■ **WHAT IS REQUIRED**: Extract every line of the data that contains the string "positive", matching its case exactly.

■ **THE RECORDS**:
- - -

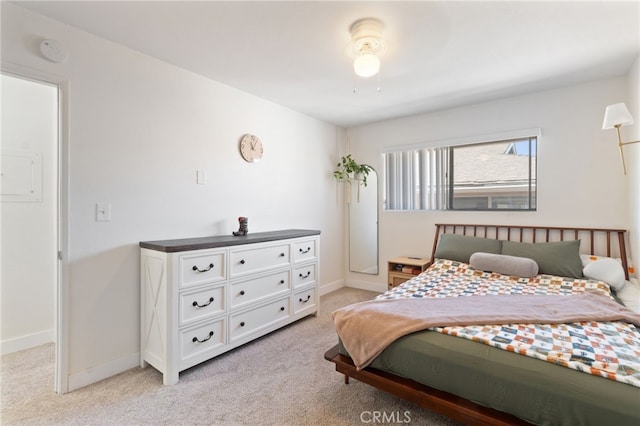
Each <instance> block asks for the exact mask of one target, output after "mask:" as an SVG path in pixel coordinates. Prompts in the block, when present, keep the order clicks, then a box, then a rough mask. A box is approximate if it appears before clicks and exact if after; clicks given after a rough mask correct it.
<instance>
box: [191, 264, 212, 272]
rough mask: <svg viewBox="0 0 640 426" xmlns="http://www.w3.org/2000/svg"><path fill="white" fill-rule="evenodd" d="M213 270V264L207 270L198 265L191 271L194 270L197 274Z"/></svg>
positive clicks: (193, 267) (206, 269) (193, 265)
mask: <svg viewBox="0 0 640 426" xmlns="http://www.w3.org/2000/svg"><path fill="white" fill-rule="evenodd" d="M212 268H213V263H210V264H209V267H208V268H207V269H200V268H198V267H197V266H196V265H193V268H191V269H193V270H194V271H197V272H207V271H210V270H211V269H212Z"/></svg>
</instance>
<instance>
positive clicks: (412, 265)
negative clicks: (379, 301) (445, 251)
mask: <svg viewBox="0 0 640 426" xmlns="http://www.w3.org/2000/svg"><path fill="white" fill-rule="evenodd" d="M430 264H431V262H430V261H429V259H423V258H416V257H404V256H403V257H394V258H393V259H389V260H388V261H387V273H388V279H387V284H388V288H389V289H392V288H394V287H397V286H399V285H400V284H402V283H403V282H405V281H408V280H410V279H411V278H413V277H415V276H416V275H419V274H420V273H421V272H423V271H425V270H426V269H427V268H428V267H429V265H430Z"/></svg>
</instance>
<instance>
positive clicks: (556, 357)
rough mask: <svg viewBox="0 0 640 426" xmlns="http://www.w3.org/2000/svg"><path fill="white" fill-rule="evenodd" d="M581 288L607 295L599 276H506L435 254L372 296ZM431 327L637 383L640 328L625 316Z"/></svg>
mask: <svg viewBox="0 0 640 426" xmlns="http://www.w3.org/2000/svg"><path fill="white" fill-rule="evenodd" d="M585 291H600V292H602V293H604V294H606V295H608V296H609V297H612V296H611V292H610V289H609V286H608V285H607V284H605V283H603V282H599V281H594V280H585V279H573V278H565V277H556V276H551V275H538V276H535V277H532V278H519V277H510V276H506V275H500V274H497V273H491V272H483V271H479V270H476V269H473V268H472V267H471V266H469V265H468V264H466V263H461V262H456V261H451V260H445V259H437V260H436V261H435V262H434V264H433V265H431V267H430V268H429V269H428V270H427V271H425V272H423V273H422V274H420V275H418V276H416V277H414V278H412V279H411V280H409V281H407V282H405V283H404V284H402V285H400V286H398V287H396V288H394V289H391V290H389V291H387V292H386V293H384V294H381V295H380V296H378V297H377V298H376V299H396V298H401V297H459V296H472V295H474V296H478V295H479V296H481V295H487V294H494V295H497V294H540V295H544V294H546V295H567V296H569V295H571V294H579V293H583V292H585ZM432 330H435V331H438V332H441V333H444V334H450V335H452V336H458V337H462V338H465V339H469V340H473V341H477V342H481V343H484V344H487V345H490V346H494V347H496V348H500V349H504V350H506V351H510V352H516V353H519V354H521V355H526V356H530V357H533V358H537V359H541V360H544V361H548V362H552V363H554V364H560V365H563V366H565V367H568V368H572V369H574V370H578V371H583V372H585V373H589V374H593V375H596V376H601V377H605V378H607V379H611V380H616V381H619V382H622V383H627V384H630V385H633V386H637V387H640V330H638V329H637V328H636V327H635V326H634V325H631V324H627V323H625V322H595V321H592V322H591V321H589V322H580V323H572V324H509V325H484V326H478V325H476V326H456V327H436V328H433V329H432Z"/></svg>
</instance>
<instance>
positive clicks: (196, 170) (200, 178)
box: [196, 170, 207, 185]
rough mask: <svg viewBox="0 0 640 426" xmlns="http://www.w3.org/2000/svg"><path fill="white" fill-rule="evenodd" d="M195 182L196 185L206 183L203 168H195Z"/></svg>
mask: <svg viewBox="0 0 640 426" xmlns="http://www.w3.org/2000/svg"><path fill="white" fill-rule="evenodd" d="M196 183H197V184H198V185H206V184H207V172H205V171H204V170H196Z"/></svg>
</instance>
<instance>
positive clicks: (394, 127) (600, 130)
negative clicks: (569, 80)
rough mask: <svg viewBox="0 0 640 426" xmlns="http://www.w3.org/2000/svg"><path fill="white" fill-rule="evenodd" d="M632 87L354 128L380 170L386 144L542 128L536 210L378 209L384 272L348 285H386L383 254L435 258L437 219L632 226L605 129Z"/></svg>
mask: <svg viewBox="0 0 640 426" xmlns="http://www.w3.org/2000/svg"><path fill="white" fill-rule="evenodd" d="M628 90H629V89H628V84H627V79H626V78H625V77H620V78H614V79H610V80H604V81H597V82H593V83H590V84H583V85H578V86H572V87H566V88H562V89H558V90H551V91H545V92H539V93H535V94H530V95H525V96H518V97H512V98H508V99H502V100H497V101H493V102H486V103H482V104H477V105H469V106H464V107H461V108H455V109H450V110H446V111H439V112H434V113H429V114H422V115H417V116H412V117H405V118H401V119H397V120H390V121H386V122H379V123H375V124H370V125H365V126H360V127H356V128H350V129H349V130H348V132H349V135H350V140H351V151H352V152H353V154H354V157H355V158H356V159H357V160H358V161H359V162H364V163H368V164H372V165H374V167H375V168H376V169H377V170H379V171H380V172H382V171H383V167H382V162H381V160H382V157H381V154H380V152H381V148H382V147H384V146H391V145H403V144H412V143H420V142H425V141H438V140H447V139H455V138H462V137H467V136H474V135H487V134H493V133H501V132H506V131H510V130H518V129H530V128H541V129H542V137H541V139H540V141H539V143H538V187H537V188H538V209H537V211H535V212H451V211H445V212H442V211H436V212H385V211H381V212H380V259H381V274H380V275H379V276H377V277H369V276H365V275H361V274H352V273H351V274H347V285H350V286H357V287H365V288H376V289H378V290H382V289H384V286H385V283H386V263H385V262H386V259H389V258H391V257H395V256H403V255H404V256H423V257H428V256H430V254H431V247H432V243H433V236H434V232H435V228H434V224H435V223H440V222H442V223H488V224H491V223H500V224H525V225H526V224H529V225H538V224H539V225H557V226H585V227H613V228H618V227H621V228H625V229H626V228H629V208H628V204H627V198H628V194H629V190H628V189H627V185H628V182H630V179H629V178H625V177H624V176H623V175H622V170H621V167H620V159H619V156H618V150H617V147H616V144H615V134H614V133H611V132H608V131H602V130H601V127H602V119H603V114H604V108H605V106H606V105H610V104H612V103H616V102H620V101H621V100H625V101H626V100H627V99H628V98H629V93H628ZM383 180H384V176H383V173H381V174H380V181H381V184H382V182H383ZM636 182H637V181H636ZM380 191H381V199H382V190H380ZM636 191H637V187H636Z"/></svg>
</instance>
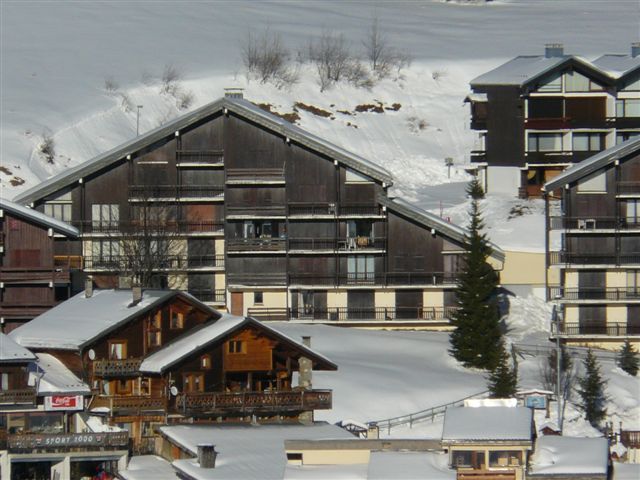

- - -

■ **TASK RESULT**:
positive clicks: (193, 267) (206, 269) (193, 265)
positive clicks: (412, 265)
positive clicks: (556, 357)
positive clicks: (196, 170) (200, 178)
positive clicks: (394, 127) (600, 130)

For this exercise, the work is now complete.